Belge ::
“Keşke tatil 6 ay olsaydı ” dedi kızım. Yani kocaaa bir yaz tatili ona yetmedi. 🙂
Tatildeki kızımı size tek bir cümle ile anlatmak istesem; “Sokaktaki Çocuk” derim. Çünkü gerçekten de zamanının birçoğunu dışarıda oynayarak geçirdi.
Suyu çok seven bir çocuk olarak havuzdan ve denizden de zor çıkardık.
Çok sevdiği bisikletin tepesinden de inmedi.
Ayağında spor ayakkabısı ile bahçede oynadıkları futbolda ya kaleciydi ya da gol atan kişi. 🙂
Yakar top oynarlarken kendi çocukluğumu ne kadar özlediğimi de fark ettim….
Apartmanın bahçesinin koruma demirlerine tırmanırken küçük ama ciddi bir kaza da atlattı. Demir çubuklar boynunu hafif kesti. Doktorumuzun dediğine göre biraz daha derin bir kesik olsaymış çok ciddi ve kötü sonuçlarla karşı karşıya kalabilirdik. Benim daha önceki yapmış olduğum bin defa uyarım çok dikkate değer olmadı onun için ama yaşadığı bir deneyim onda büyük bir etki yarattı. Apartmandaki tüm arkadaşlarını bahçenin duvarına tırmanmama konusunda her gün uyardı.
Kendisine gün içinde tanınan telefonda oyun oynama süresini son damlasına kadar kullandı, hatta alınan özel izinlerle bu süreyi aştığı zamanlar da oldu.
Daha geç düşündüğüm, kendine ait bir telefon hattı meselesini arkadaşlarından dolayı daha erken bir zamana aldık. Artık kendisinin de bir telefon numarası var. Kendi telefonuma kavuştum sonunda.
Kitap okudu, hatta okuduğu kitapları kendi seçti. Zaman zaman kitapevlerini de ziyaret ettik. Bana göre bu yaz tatilinde daha fazla kitap okuyabilirdi ama sonuçta kendi kararı. 🙂 Ona zorla kitap okutturma fikri bana da çok anlamlı gelmedi. Ama zaman zaman ona mentorluk yapmaya çalıştım, “Ben kitap okuyacağım istersen beraber okuyabiliriz” dedim.

Görevler ::
1. Yaz tatili yazısında "Kendisine gün içinde" ile "zamanlar da oldu." arasındaki bölümü, bu ifadeler de dahil olmak üzere aynen tekrarlayın.
2. Yaz tatili yazısını son cümlesinden sonra sürdürün.
Bundan sonraki malzeme başka bir kaynaktan alınmıştır.

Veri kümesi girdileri
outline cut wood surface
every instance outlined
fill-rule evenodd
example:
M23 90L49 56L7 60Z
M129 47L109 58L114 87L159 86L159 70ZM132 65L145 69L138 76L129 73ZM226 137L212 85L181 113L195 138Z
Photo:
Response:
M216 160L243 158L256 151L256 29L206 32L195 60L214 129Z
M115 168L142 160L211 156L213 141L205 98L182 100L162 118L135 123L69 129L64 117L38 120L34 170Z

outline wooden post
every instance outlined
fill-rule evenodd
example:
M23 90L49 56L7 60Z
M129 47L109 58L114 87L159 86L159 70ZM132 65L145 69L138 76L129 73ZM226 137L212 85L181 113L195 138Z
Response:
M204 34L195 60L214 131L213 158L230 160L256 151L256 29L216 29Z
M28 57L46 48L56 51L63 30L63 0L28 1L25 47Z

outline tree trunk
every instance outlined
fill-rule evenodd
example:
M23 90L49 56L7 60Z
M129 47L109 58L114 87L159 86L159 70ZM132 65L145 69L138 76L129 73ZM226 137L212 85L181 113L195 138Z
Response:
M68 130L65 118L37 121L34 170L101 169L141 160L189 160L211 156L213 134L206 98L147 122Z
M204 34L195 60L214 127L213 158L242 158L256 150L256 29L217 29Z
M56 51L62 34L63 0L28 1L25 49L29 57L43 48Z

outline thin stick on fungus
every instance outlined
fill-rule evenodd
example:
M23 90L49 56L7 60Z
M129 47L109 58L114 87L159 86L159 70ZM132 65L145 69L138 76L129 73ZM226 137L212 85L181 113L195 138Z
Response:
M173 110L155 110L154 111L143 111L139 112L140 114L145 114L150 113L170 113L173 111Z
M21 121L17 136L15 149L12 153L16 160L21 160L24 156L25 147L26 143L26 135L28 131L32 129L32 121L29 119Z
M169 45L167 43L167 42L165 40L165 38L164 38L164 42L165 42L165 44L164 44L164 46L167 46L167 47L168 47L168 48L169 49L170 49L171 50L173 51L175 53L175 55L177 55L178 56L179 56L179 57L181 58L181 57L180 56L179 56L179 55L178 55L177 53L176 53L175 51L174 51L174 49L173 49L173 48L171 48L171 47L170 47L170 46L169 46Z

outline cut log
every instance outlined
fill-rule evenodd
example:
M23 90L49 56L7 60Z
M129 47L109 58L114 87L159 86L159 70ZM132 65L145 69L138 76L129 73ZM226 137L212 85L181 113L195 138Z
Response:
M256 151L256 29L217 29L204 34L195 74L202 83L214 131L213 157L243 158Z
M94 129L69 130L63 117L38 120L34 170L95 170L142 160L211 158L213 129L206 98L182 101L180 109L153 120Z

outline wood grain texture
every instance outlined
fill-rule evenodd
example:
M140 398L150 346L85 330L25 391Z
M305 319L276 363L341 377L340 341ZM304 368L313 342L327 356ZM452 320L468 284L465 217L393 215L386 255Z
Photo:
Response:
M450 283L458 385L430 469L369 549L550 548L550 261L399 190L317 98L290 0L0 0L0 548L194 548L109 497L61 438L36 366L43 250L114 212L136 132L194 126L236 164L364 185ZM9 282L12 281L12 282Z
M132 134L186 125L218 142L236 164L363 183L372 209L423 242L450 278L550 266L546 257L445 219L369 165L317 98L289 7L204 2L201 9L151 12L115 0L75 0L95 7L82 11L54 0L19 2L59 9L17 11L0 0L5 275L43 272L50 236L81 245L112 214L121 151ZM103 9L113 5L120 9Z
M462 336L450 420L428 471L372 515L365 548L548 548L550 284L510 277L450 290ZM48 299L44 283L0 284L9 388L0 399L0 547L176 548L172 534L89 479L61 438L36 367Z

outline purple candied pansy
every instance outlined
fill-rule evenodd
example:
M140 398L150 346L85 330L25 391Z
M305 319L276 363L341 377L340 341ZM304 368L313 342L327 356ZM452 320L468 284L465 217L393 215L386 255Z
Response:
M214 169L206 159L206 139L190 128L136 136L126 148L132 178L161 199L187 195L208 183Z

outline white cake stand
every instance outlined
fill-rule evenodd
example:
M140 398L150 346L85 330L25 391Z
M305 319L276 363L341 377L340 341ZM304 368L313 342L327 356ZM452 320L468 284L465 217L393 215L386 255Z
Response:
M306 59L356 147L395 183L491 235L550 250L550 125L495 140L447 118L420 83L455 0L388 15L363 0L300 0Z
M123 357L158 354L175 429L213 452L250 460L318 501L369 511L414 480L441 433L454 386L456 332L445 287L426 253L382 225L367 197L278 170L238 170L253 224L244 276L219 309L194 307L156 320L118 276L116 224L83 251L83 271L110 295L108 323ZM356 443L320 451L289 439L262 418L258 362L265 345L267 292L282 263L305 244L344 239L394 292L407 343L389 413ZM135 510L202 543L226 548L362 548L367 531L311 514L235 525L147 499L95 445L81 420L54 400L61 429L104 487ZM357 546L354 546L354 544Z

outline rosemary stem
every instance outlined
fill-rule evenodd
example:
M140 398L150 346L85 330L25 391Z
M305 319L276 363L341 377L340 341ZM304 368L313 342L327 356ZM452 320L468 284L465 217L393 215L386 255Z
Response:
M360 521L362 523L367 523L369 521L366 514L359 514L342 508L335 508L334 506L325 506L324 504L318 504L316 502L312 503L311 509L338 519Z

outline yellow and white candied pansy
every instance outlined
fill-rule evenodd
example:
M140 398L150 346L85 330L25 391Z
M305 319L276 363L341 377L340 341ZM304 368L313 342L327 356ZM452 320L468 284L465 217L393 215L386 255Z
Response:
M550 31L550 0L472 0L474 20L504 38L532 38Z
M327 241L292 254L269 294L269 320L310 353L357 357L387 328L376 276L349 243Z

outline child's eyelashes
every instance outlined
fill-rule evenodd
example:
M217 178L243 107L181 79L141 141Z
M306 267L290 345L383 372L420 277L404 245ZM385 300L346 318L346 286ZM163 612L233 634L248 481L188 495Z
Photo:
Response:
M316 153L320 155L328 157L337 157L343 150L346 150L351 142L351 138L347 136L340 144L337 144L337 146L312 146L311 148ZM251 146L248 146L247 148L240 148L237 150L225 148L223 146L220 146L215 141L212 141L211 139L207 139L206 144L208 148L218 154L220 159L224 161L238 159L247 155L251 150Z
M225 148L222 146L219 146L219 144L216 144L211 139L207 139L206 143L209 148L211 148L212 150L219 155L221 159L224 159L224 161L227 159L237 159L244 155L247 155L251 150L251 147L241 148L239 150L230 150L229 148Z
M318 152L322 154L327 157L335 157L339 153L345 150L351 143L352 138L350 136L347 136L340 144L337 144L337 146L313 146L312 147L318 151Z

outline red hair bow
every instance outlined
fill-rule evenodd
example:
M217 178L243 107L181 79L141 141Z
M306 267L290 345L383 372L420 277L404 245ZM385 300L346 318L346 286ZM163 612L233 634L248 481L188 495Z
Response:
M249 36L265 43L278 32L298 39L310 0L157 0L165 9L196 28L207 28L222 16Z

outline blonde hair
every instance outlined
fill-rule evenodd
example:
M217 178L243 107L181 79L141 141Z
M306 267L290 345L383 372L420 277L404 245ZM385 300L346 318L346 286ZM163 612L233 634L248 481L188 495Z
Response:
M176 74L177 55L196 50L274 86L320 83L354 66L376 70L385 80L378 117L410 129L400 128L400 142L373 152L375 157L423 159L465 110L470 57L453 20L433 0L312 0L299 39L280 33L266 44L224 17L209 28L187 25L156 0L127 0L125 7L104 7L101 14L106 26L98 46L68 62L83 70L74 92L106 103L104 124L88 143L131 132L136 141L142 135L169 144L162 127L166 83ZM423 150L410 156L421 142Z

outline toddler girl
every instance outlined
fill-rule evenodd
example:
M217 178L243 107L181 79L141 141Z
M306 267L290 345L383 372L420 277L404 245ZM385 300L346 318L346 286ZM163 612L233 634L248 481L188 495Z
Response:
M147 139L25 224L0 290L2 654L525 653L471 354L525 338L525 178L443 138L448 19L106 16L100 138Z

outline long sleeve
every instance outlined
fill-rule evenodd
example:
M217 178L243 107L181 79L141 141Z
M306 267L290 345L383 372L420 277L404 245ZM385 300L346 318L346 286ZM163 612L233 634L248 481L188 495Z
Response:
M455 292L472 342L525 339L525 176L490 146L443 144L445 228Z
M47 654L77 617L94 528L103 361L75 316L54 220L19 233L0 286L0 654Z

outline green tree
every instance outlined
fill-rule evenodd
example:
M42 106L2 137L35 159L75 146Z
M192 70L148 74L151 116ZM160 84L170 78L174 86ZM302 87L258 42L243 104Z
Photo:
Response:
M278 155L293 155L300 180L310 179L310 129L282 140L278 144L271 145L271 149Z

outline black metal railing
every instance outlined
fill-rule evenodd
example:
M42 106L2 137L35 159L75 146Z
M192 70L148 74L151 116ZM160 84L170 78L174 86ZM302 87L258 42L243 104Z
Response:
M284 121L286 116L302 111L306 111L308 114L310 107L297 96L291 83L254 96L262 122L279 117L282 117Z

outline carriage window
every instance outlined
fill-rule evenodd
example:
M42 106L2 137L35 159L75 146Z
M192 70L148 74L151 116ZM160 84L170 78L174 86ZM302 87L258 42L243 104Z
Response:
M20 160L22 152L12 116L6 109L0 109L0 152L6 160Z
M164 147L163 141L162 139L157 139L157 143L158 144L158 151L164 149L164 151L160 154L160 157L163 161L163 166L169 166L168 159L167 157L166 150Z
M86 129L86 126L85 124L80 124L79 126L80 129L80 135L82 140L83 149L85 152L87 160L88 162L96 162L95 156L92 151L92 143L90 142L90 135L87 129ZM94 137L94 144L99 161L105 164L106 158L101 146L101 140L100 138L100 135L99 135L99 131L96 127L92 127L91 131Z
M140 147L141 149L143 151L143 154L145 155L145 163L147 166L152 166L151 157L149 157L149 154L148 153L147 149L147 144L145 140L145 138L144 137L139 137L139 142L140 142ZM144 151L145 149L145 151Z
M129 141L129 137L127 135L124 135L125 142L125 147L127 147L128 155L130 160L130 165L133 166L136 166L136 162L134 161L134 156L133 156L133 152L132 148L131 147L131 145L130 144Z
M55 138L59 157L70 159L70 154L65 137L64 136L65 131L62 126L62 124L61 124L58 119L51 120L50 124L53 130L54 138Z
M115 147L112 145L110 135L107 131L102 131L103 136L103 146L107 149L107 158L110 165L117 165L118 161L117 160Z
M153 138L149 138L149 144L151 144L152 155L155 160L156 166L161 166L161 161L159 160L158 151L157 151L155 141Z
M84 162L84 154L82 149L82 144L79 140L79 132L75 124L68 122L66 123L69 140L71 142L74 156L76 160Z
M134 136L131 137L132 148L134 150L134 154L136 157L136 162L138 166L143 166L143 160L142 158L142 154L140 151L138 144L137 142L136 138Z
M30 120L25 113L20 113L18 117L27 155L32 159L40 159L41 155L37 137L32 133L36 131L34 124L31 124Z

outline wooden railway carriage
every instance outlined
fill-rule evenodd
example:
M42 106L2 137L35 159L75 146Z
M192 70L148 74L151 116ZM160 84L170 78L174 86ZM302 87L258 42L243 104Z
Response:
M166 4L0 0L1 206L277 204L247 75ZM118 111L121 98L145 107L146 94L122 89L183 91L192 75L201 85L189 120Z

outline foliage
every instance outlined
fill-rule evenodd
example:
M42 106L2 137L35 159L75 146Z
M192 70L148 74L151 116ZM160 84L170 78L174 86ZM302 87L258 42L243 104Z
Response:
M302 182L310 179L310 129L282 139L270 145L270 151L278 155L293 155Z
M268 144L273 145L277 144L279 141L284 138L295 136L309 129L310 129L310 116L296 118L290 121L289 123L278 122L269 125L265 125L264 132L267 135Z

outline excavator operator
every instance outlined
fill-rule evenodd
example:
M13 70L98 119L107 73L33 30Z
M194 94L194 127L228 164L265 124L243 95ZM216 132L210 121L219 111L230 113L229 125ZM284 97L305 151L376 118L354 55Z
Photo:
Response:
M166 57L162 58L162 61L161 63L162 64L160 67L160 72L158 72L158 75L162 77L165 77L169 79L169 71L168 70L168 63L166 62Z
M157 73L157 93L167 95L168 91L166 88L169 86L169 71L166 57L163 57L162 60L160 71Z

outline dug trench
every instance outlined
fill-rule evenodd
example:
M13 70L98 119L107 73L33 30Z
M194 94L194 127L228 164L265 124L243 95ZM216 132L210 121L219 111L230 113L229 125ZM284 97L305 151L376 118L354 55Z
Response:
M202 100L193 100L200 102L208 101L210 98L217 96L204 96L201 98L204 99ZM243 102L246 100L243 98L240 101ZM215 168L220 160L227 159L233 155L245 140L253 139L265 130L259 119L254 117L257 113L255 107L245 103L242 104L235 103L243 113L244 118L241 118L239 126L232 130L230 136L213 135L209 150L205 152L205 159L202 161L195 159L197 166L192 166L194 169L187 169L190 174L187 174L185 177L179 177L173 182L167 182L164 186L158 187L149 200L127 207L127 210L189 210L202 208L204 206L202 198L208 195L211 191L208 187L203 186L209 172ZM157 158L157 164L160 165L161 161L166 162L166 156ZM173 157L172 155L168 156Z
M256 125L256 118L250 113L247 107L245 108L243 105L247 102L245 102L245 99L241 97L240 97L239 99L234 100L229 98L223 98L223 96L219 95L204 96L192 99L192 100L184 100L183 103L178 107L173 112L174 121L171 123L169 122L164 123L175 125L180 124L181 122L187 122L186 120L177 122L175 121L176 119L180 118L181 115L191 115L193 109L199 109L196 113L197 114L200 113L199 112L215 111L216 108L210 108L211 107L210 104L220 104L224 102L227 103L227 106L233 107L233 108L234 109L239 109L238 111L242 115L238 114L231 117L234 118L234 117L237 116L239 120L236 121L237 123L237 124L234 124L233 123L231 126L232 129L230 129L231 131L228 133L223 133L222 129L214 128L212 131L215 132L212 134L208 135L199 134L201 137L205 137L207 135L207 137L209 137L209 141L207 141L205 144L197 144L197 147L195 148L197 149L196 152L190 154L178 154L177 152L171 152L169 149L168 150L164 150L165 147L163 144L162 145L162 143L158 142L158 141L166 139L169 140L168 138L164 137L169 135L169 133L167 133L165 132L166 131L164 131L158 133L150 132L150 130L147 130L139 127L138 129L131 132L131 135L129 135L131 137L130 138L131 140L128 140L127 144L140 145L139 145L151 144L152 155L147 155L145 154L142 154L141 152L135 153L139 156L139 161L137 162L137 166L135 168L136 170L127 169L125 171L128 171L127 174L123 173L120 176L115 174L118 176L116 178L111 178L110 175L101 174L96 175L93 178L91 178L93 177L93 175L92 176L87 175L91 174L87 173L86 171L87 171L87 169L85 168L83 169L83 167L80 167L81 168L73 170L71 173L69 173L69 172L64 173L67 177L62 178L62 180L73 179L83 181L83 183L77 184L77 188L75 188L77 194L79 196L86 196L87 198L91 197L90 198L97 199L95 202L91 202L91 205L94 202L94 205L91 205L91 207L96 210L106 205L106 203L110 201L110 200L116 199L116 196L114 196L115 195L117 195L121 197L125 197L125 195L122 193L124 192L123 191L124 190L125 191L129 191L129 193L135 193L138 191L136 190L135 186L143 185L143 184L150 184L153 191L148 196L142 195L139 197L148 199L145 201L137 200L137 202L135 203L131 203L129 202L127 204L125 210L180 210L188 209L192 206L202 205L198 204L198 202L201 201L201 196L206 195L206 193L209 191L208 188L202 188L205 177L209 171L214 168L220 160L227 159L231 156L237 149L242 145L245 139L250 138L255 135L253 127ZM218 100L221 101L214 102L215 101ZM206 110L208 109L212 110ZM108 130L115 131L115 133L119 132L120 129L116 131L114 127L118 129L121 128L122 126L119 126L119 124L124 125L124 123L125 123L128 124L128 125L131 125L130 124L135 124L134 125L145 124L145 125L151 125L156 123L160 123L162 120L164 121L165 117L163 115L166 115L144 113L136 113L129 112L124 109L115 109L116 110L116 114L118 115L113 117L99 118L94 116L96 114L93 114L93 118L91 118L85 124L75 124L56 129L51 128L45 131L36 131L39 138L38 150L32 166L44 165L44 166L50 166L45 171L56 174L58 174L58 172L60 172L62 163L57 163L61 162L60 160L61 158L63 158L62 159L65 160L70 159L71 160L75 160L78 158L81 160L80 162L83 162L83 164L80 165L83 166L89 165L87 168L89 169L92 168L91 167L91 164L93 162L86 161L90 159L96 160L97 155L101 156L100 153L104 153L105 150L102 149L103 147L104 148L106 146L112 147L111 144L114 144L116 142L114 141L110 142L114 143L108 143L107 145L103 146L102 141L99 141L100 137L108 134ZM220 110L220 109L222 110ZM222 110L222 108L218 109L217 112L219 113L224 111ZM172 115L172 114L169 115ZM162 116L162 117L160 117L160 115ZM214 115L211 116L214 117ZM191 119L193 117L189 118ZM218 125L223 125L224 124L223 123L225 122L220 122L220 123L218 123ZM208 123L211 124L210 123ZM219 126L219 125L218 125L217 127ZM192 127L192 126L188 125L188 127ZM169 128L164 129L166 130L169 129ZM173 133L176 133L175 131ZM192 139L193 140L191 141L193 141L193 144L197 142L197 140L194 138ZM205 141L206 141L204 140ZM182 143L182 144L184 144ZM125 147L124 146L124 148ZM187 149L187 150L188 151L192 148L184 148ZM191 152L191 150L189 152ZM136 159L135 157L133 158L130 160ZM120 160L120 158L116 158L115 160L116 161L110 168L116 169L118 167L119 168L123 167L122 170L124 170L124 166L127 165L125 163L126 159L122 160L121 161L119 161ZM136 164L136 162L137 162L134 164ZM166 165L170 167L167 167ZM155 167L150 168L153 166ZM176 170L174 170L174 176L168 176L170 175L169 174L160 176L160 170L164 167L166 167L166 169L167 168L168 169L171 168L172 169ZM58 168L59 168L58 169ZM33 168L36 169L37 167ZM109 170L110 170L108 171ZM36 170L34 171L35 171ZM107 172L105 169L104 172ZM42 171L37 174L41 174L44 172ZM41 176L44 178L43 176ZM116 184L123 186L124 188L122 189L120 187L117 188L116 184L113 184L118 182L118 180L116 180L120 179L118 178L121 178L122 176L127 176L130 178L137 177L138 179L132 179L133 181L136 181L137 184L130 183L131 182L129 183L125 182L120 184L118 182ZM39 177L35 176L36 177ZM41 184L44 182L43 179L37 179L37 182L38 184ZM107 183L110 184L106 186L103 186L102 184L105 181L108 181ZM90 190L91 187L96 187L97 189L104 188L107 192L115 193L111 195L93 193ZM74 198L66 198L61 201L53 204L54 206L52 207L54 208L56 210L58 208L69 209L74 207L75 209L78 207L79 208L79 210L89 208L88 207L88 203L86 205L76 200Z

Yanıt listesi ::
1.
Kendisine gün içinde tanınan telefonda oyun oynama süresini son damlasına kadar kullandı, hatta alınan özel izinlerle bu süreyi aştığı zamanlar da oldu.

2.
Bizimle birlikte bir ülkemizin doğusunu keşfetti. Bitlis, Bingöl, Muş, Van, Diyarbakır, Gaziantep gezdik. Güzel yereer gördük ve güzel insanlar tanıdık birlikte. Fotoğraf çekti zaman zaman. Araba yolculuğunun keyfini çıkardık ailecek. Kıızm da seyahat etmeyi seviyor bizim gibi.
Bize yaz kampına katılmak istediğini söyledi. Her sene gittiği Çukurova Üniversitesi Yaz ve Spor kampına gitti. Robotik Kodlama kampına da gidebileceğini söyledim ama sporu seçti yine. Sanıyorum kanında ve geleceğinde spor var. Bundan da memnunum.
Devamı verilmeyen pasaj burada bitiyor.